WHAT THE TASK ASKS ▸ Return every line of the data below, unchanged and in the same order.

(Saved entries)
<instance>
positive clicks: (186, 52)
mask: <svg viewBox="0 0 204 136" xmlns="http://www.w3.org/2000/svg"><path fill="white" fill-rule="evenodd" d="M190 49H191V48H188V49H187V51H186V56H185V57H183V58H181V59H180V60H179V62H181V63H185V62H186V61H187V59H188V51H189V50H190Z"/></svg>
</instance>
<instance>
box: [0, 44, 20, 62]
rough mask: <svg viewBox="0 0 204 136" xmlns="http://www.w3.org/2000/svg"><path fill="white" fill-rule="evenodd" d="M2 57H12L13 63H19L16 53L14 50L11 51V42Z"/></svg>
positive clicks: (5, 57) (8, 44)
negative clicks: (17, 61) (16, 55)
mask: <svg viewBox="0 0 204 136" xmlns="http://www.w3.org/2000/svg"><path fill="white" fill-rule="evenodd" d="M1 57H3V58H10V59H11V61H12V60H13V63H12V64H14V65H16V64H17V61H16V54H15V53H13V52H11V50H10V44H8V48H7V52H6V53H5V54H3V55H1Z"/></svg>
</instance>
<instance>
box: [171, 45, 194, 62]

RESPONSE TO THE EXERCISE ▸
<instance>
positive clicks: (186, 52)
mask: <svg viewBox="0 0 204 136" xmlns="http://www.w3.org/2000/svg"><path fill="white" fill-rule="evenodd" d="M190 49H191V48H188V49H187V51H186V56H185V57H183V58H181V59H180V60H179V62H181V63H185V62H186V61H187V59H188V51H189V50H190Z"/></svg>
</instance>
<instance>
box: [0, 44, 20, 62]
rough mask: <svg viewBox="0 0 204 136" xmlns="http://www.w3.org/2000/svg"><path fill="white" fill-rule="evenodd" d="M2 57H12L13 63H19L16 53L14 50L11 51V42Z"/></svg>
positive clicks: (5, 57) (8, 44)
negative clicks: (17, 61) (16, 55)
mask: <svg viewBox="0 0 204 136" xmlns="http://www.w3.org/2000/svg"><path fill="white" fill-rule="evenodd" d="M1 57H3V58H10V59H11V61H12V60H13V63H12V64H14V65H16V64H17V61H16V54H15V53H13V52H11V50H10V44H8V48H7V52H6V53H5V54H3V55H1Z"/></svg>
</instance>
<instance>
box: [171, 45, 194, 62]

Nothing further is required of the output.